• [Tarea planteada 1]:
Cita textualmente el fragmento del texto sobre la declaración que aparece más abajo, desde "Ante todo tiene" hasta "una artimaña clerical.", ambos incluidos.
------ Texto citado ------
¿Qué dice la declaración?
Ante todo tiene un título que no debió ser redactado ni por un teólogo ni por un cura ni por un obispo. Debe ser la obra de un publicista. Reza lo que sigue:
«Mensaje a los católicos y pueblo de Chile ante la aprobación en primer trámite del proyecto de Ley pro aborto».
Titular así la declaración es una argucia comunicacional, una astucia de mercadeo que en vez de contribuir al debate racional del problema, lo oscurece y lo falsea. Permitir en casos calificados el aborto no es promoverlo. ; permitirlo a la mujer violada no es impulsarlo; autorizar el aborto del feto inviable no es promocionarlo. Se trata de casos moralmente inciertos en que la decisión se entrega a la madre. ¿Por qué simplificar al extremo de decir que el proyecto es pro aborto?
Llamarlo así es un engaño a los feligreses, una artimaña clerical.
La declaración continúa con una trampa: si no se acoge una nueva vida, expresa, se marchitarán otras formas de acogida.
La trampa consiste en insinuar que lo que aprobaron los diputados fue la decisión de no acoger una nueva vida. Eso no es verdad. Los diputados decidieron conferir a la mujer la decisión de mantener o no el embarazo en situaciones límite. Eso en ningún sentido es una decisión de no acoger una nueva vida. Y no lo es, desde luego, porque lo que se autoriza es el aborto de un feto que no vivirá; el aborto para salvar la vida de la madre, y el aborto del fruto de una violación. Describir esas tres situaciones como el rechazo de una nueva vida es obviamente tramposo.
------
• [Tarea planteada 2]:
Busca en las entradas de abajo todas las líneas que contienen la cadena "Target" y cópialas.
------ Entradas ------
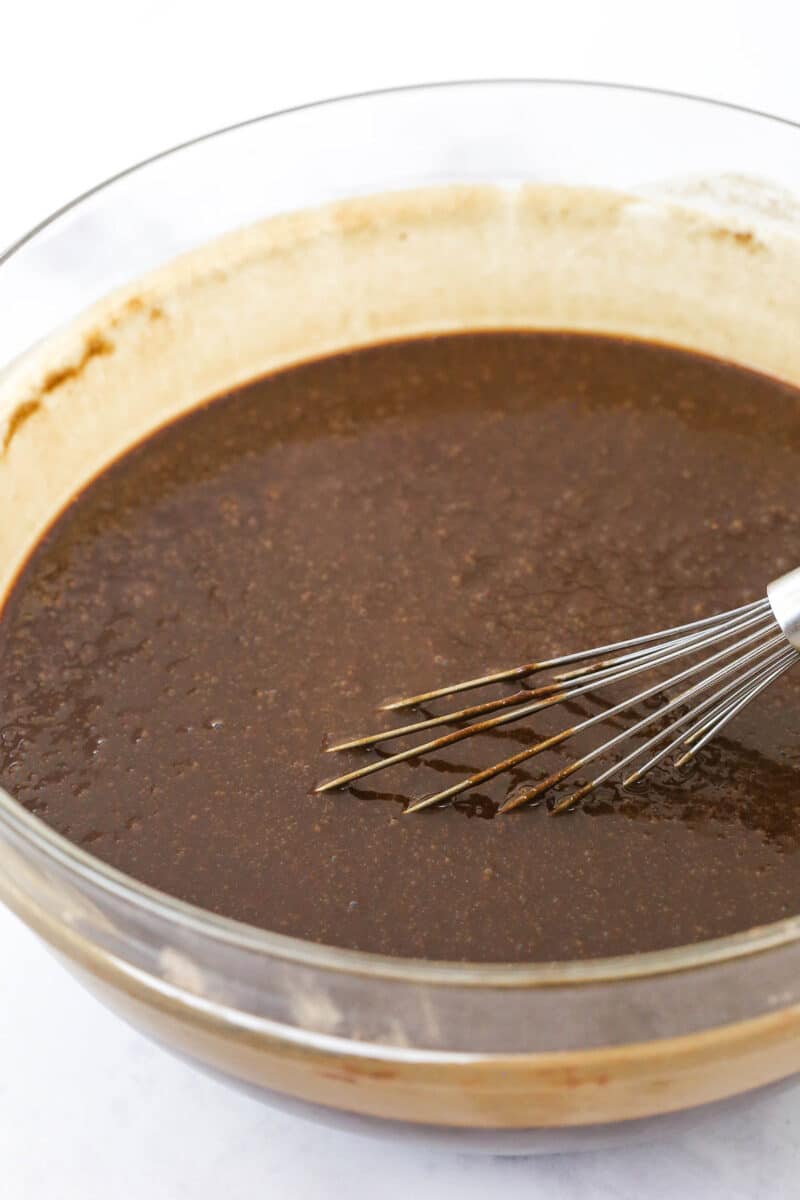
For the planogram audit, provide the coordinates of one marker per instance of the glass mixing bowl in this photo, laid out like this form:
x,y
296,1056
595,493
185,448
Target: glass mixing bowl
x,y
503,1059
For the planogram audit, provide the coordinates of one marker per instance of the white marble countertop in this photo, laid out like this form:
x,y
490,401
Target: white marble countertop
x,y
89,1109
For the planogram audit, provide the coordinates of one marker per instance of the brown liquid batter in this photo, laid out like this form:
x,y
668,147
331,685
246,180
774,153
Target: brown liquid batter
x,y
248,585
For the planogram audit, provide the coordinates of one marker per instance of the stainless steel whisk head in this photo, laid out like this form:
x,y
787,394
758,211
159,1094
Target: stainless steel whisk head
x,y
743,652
------
------ Entradas ------
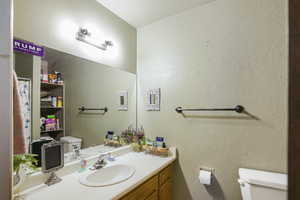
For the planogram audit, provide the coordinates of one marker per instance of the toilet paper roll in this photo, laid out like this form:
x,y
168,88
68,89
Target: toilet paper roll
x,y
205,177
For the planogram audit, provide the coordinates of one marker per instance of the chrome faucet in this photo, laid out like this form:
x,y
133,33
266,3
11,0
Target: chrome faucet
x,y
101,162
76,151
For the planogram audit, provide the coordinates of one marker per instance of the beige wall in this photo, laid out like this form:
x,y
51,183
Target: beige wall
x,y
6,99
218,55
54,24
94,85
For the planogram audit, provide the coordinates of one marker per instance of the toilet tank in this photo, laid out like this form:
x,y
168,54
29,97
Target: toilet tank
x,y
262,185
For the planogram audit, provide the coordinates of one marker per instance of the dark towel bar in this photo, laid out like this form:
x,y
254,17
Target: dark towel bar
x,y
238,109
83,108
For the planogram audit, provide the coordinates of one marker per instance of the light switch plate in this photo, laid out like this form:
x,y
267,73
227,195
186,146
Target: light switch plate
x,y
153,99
------
• [Solución del ejercicio 1]:
Ante todo tiene un título que no debió ser redactado ni por un teólogo ni por un cura ni por un obispo. Debe ser la obra de un publicista. Reza lo que sigue:
«Mensaje a los católicos y pueblo de Chile ante la aprobación en primer trámite del proyecto de Ley pro aborto».
Titular así la declaración es una argucia comunicacional, una astucia de mercadeo que en vez de contribuir al debate racional del problema, lo oscurece y lo falsea. Permitir en casos calificados el aborto no es promoverlo. ; permitirlo a la mujer violada no es impulsarlo; autorizar el aborto del feto inviable no es promocionarlo. Se trata de casos moralmente inciertos en que la decisión se entrega a la madre. ¿Por qué simplificar al extremo de decir que el proyecto es pro aborto?
Llamarlo así es un engaño a los feligreses, una artimaña clerical.

• [Solución del ejercicio 2]:
Target: glass mixing bowl
Target: white marble countertop
Target: brown liquid batter
Target: stainless steel whisk head
Target: toilet paper roll
Target: chrome faucet
Target: beige wall
Target: toilet tank
Target: dark towel bar
Target: light switch plate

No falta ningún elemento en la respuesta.